----- THE RECORDS

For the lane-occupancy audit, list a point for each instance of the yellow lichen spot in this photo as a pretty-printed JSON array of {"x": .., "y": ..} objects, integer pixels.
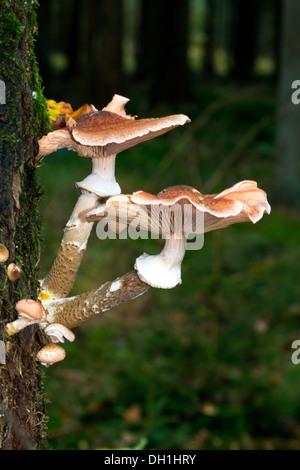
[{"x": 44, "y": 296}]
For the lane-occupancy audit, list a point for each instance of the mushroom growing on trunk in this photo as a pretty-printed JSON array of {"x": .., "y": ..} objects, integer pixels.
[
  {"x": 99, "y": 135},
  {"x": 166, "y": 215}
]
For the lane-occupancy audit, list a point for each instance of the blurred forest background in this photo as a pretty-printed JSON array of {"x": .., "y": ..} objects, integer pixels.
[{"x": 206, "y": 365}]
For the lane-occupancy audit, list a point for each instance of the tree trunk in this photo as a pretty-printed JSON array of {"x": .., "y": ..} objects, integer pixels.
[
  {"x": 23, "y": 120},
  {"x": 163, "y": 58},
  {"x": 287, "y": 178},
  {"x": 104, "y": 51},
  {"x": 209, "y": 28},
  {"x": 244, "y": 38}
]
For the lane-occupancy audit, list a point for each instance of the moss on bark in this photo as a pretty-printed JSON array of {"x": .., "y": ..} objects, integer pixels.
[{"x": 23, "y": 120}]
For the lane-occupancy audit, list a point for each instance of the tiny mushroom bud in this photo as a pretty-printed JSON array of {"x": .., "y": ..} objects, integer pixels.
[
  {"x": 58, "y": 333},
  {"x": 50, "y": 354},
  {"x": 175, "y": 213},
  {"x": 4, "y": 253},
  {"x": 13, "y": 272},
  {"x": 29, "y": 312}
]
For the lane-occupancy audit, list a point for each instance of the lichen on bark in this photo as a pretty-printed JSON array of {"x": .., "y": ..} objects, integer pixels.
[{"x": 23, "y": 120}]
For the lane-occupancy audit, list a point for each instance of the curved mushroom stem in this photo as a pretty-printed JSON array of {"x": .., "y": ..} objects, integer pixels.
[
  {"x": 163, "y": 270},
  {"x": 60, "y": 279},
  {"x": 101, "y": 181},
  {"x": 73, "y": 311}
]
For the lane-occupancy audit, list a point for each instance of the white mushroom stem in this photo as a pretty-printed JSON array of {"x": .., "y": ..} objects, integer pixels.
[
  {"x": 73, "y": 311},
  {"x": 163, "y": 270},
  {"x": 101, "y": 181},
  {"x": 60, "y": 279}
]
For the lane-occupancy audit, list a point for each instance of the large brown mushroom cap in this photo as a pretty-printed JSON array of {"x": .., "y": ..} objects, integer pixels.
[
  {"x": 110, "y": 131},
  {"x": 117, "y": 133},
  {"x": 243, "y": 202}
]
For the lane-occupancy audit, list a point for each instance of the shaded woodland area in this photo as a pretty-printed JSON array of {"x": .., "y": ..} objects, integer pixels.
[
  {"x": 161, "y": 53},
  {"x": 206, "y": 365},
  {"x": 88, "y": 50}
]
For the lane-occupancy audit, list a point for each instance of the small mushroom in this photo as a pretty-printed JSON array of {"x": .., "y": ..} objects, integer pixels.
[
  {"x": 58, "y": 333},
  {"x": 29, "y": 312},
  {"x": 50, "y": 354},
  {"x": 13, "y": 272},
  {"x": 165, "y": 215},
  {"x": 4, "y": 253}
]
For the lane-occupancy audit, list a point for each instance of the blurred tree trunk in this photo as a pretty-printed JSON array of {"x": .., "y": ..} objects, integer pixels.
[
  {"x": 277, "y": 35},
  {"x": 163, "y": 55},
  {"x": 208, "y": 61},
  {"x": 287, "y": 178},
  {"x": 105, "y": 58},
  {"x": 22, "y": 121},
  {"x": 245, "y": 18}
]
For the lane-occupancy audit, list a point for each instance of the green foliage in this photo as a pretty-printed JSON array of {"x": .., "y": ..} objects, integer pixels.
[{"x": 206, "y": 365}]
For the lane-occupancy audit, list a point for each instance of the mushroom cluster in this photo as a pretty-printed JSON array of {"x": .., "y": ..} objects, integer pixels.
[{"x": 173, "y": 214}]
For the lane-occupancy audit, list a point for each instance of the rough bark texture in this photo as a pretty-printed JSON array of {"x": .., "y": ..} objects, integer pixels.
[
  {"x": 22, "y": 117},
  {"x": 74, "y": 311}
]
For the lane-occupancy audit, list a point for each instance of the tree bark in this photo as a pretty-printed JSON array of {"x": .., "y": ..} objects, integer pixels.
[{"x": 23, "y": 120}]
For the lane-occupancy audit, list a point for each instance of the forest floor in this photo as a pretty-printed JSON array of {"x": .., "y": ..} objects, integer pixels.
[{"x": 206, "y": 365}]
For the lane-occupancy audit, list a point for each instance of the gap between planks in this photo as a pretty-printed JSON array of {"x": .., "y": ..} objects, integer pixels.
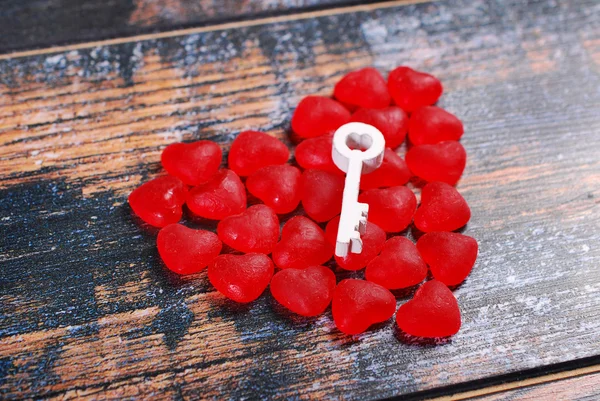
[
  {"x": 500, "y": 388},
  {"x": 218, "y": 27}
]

----------
----- THE RECORDS

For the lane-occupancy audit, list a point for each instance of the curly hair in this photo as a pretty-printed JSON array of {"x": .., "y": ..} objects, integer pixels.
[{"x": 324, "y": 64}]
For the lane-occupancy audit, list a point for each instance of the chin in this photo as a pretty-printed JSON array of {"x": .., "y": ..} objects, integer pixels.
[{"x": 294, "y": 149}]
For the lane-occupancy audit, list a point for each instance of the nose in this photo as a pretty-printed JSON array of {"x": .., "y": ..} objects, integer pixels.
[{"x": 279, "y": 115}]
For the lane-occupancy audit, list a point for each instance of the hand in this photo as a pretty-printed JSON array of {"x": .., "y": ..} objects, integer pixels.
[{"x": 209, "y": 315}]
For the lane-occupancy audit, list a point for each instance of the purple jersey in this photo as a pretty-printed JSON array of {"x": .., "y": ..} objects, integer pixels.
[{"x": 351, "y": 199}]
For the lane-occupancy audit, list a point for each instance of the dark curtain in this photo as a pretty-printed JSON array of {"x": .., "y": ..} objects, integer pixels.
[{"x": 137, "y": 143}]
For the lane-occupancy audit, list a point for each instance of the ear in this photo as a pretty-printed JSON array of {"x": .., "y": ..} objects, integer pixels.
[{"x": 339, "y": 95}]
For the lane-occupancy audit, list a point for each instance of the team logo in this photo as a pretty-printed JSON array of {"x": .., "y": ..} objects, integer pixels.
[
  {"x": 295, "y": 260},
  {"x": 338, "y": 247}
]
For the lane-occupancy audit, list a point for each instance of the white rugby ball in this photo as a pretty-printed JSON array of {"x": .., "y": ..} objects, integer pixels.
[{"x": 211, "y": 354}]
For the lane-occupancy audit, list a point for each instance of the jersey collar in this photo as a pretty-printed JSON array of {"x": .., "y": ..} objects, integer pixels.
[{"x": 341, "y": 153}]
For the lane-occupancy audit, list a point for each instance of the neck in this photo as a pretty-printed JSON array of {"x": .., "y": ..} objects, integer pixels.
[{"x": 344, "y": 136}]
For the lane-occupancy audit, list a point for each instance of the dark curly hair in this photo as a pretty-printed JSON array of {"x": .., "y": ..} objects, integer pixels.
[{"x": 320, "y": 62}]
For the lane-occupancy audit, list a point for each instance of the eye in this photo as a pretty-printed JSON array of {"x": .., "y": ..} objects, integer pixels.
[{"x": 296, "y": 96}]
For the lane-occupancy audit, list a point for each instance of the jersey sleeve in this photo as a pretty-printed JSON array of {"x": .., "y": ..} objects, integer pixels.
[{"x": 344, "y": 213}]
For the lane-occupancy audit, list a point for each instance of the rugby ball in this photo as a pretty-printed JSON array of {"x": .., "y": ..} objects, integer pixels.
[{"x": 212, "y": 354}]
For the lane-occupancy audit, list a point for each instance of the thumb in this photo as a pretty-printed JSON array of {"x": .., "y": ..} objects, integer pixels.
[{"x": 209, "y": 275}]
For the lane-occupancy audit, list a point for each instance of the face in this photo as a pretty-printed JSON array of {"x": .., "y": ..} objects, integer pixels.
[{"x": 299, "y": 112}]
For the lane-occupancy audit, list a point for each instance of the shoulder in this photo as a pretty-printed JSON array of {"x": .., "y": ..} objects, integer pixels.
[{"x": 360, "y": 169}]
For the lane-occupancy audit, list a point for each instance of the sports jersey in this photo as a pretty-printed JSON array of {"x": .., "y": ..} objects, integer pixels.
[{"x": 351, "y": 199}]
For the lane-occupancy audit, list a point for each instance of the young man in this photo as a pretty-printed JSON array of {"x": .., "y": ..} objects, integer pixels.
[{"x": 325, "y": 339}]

----------
----- THE RECORDS

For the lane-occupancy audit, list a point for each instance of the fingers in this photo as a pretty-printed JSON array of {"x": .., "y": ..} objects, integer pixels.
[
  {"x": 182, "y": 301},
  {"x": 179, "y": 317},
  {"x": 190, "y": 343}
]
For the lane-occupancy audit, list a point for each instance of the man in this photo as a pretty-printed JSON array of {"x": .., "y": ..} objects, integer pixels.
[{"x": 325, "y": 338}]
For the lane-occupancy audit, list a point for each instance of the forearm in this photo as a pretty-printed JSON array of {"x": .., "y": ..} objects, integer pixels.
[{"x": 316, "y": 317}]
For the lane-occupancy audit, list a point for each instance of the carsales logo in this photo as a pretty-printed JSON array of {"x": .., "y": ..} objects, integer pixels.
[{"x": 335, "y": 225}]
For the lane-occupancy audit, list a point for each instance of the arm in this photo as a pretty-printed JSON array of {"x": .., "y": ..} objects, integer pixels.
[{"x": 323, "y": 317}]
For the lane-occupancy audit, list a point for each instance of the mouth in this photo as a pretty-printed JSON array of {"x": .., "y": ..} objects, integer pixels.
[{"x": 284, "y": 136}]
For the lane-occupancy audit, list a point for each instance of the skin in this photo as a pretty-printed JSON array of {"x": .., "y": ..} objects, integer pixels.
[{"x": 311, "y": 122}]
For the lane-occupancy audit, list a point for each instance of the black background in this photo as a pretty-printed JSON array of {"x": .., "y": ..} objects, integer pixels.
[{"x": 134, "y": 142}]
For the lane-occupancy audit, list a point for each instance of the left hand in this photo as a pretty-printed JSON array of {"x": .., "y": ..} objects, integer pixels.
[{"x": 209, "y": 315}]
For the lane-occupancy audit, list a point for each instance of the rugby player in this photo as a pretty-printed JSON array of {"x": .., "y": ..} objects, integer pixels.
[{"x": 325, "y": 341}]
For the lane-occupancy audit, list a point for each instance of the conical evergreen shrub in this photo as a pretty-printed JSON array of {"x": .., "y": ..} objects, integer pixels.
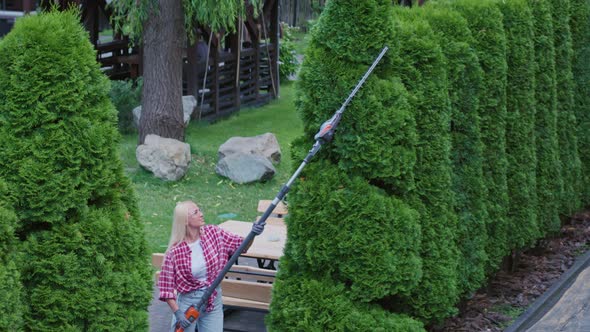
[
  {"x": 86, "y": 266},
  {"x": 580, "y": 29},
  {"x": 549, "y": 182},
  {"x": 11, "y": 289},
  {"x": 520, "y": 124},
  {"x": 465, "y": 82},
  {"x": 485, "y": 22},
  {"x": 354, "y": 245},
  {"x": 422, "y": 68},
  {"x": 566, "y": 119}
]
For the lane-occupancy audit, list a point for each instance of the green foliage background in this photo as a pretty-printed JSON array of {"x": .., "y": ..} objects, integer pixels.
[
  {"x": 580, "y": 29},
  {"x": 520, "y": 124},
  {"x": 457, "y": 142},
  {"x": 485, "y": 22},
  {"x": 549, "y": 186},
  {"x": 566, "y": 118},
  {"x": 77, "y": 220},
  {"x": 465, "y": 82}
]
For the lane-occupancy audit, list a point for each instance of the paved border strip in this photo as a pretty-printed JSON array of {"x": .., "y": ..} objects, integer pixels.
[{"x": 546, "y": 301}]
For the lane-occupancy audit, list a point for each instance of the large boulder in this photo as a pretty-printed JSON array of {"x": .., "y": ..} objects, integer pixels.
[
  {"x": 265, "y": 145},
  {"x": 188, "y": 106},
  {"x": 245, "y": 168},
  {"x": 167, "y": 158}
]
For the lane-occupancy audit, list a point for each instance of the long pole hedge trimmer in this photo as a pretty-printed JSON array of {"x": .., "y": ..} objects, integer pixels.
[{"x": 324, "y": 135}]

----------

--- REQUIRED TASK ---
Which lines of the material above contain the word “curly”? Pick out each one and copy it in full.

--- RESULT FOR THIS TASK ---
For the lane-occupancy audit, list a point for each instance of the curly hair in this photo as a pretty-printed JSON array of {"x": .., "y": ..} objects, integer pixels.
For the lane-occupancy audit, list a point for each instance of the dark curly hair in this photo as a pretty-printed JSON array of {"x": .., "y": ..} objects, integer pixels.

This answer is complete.